▸ **Exercise requirements**: A faithful copy of all the entries is required, with no pictures in it.
*** Block opens ***
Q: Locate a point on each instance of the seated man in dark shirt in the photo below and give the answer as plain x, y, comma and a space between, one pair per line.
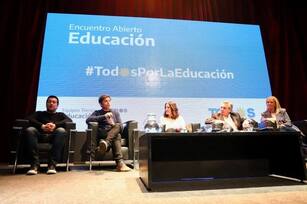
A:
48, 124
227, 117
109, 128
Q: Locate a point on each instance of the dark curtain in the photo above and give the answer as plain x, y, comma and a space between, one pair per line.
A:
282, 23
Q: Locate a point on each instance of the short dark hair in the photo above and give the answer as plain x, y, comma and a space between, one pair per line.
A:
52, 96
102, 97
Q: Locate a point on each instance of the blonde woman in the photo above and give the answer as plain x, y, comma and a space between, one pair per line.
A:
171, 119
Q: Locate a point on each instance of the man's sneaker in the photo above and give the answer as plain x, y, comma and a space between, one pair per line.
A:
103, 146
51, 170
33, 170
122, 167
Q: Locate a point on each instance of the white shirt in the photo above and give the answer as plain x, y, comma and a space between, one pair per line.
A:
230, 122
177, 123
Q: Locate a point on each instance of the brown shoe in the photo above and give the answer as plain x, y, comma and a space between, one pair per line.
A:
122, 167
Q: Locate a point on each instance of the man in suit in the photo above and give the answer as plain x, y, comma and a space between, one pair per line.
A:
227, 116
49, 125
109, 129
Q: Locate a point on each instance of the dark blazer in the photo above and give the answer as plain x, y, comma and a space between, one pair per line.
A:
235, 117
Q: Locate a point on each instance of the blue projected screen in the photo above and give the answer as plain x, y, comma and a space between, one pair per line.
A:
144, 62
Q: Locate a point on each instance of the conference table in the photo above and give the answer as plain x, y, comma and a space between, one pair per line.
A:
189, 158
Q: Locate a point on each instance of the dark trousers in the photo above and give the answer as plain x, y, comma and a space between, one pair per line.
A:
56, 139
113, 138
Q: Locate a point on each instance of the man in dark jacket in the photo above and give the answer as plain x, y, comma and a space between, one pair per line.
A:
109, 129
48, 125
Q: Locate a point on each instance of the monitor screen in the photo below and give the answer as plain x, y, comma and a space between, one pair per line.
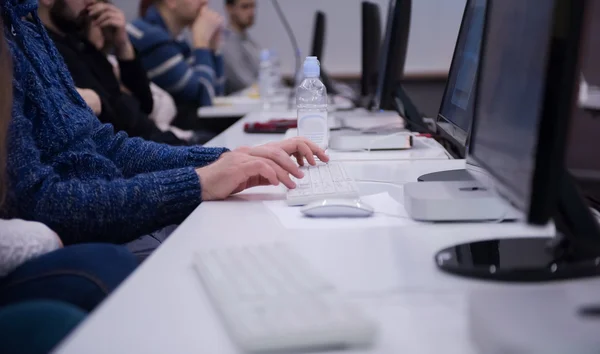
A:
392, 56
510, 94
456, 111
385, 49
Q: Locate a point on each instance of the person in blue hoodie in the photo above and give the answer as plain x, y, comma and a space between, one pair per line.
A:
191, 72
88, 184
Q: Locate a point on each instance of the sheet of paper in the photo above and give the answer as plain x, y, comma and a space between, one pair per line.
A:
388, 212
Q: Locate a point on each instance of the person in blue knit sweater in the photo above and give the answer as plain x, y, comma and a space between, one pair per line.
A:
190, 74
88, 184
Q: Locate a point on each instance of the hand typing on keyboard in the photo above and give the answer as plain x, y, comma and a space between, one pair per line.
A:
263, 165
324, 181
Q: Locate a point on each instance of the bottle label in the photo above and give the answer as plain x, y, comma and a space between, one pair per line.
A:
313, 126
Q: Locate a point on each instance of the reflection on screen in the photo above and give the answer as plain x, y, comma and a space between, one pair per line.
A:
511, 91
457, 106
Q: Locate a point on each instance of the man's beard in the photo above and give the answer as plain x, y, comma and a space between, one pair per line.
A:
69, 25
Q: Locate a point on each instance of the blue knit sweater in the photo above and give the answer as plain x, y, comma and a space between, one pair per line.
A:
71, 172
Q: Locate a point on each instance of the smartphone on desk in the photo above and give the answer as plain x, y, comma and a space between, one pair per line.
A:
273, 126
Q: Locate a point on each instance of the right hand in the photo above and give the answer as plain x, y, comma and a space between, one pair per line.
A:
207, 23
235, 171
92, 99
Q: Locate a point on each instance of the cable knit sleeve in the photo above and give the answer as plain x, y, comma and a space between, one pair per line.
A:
*** Block closes ***
▸ **Expected answer**:
Q: Locate a point on each instance of the seated man in dark shirt in the photo below and give the answer as plain x, y, comma and a space between, one pair per line.
A:
48, 124
227, 117
109, 128
Q: Locate a point on each instance of the dark curtain in the photo above and give the answer as plain x, y, comma and a space between, one pair per line.
A:
282, 23
Q: Locate a point on each instance of the short dark hair in the photo above and give the answer as plain x, y, comma and a space between, one pair per line.
A:
52, 96
102, 97
Q: Locate a point on each instance of the blonde woman in the photo above and give the answer as plain x, y, comma and a space between, one pair per line.
A:
171, 119
Q: Locate a point on each instance of the man's sneaker in the photo above and give the answer as plain x, y, comma and a space between, one pair per line.
A:
103, 146
51, 170
33, 170
122, 167
Q: Locate a point on each instance of the white shirt in the photo above and give the answer as plain x, y, comma and a space between, one pair per line.
A:
230, 122
177, 123
Q: Locate a point on each instance of the brown shoe in the photo above and give the answer as plain x, y, comma and a space between, one pair per line.
A:
122, 167
Q: Locate a point on each instance of the man in suit in the photo above and give the answer as plain x, y, comma and a space between, one pair per line.
A:
227, 116
49, 125
109, 129
Q: Locate a point on each instance of the dark blazer in the photo above and give the answer as plain x, y, comma and a space between, one pair per line.
A:
235, 117
Q: Locate a point on each instance of the blue projected screen in the photo above and give the answer as plain x, y, comma and a space between, one pair per line.
A:
144, 62
Q: Locate a point on each instance of the conference table in the photo above and give the answer as plain x, y, comma and a space between, one pair per line.
A:
189, 158
Q: Locate a point on each instance of the dark trousers in the photo above and give the answer as plain x, y, comma and a space between, one pair per line.
A:
56, 139
113, 138
Q: Locate a point on each instance of the man in dark jacket in the photo above and give the answer as plain x, y, comma and a space between, one pair per line.
A:
109, 129
48, 125
Q: Locate a point on each instance of the monitor screen in the photo below and give the answer as plain x, y, comma and a space between, one pair per line.
A:
392, 56
510, 94
456, 111
385, 49
Q: Locate a point on each instance of the person in blue hoodie in the photo above and give the answer as plain x, y, comma and a space between, one pair per line.
A:
191, 72
88, 184
Q: Locate a point on each instance of the sheet of paper in the photo above and give the answer as plain x, y, comma and a space between, one pair per line.
A:
388, 212
Q: Locate a point on each instance of the person in blue knit sweater in the photo above and give the answer as plain x, y, comma and a space between, one pair per line.
A:
190, 74
88, 184
Q: Locate a point on each instance of the hand typing on keyboard in the photo above and give the answer as plain x, y, comma and a space between, one pair per line.
A:
263, 165
324, 181
Q: Locate a point on each instance of the bottle label in the photo above and give the answer as plain x, y, comma and a space between, one pair per line.
A:
313, 126
Q: Locate a point on each instance of the reflection on screen in the photo above and give the answer as plain x, y, comma and a space between, one pair per line.
A:
511, 91
457, 106
Q: Locate a point on each instance of the man's beard in the photo above and give the answer as plain x, y, comma and a space between, one pair per line.
A:
69, 25
Q: Locate a point on each instance of the blue knit sweater in the photo above and give the answer as plain x, y, comma and a space between, one pair per line.
A:
71, 172
Q: Locate a point on each instance of the smartphone on desk in the photo above and give the answer as plain x, y, comma and a space between, one pair per line.
A:
273, 126
Q: Locate a point on each instance of the right hand in the photo above and give the answer as plain x, y, comma and a space between, one pair per line.
A:
207, 23
235, 171
92, 99
Q: Locate a point on each instance of the cable knit sleeve in the photo above and give the answer as plain x, y, comma and a space between, one pair per line.
A:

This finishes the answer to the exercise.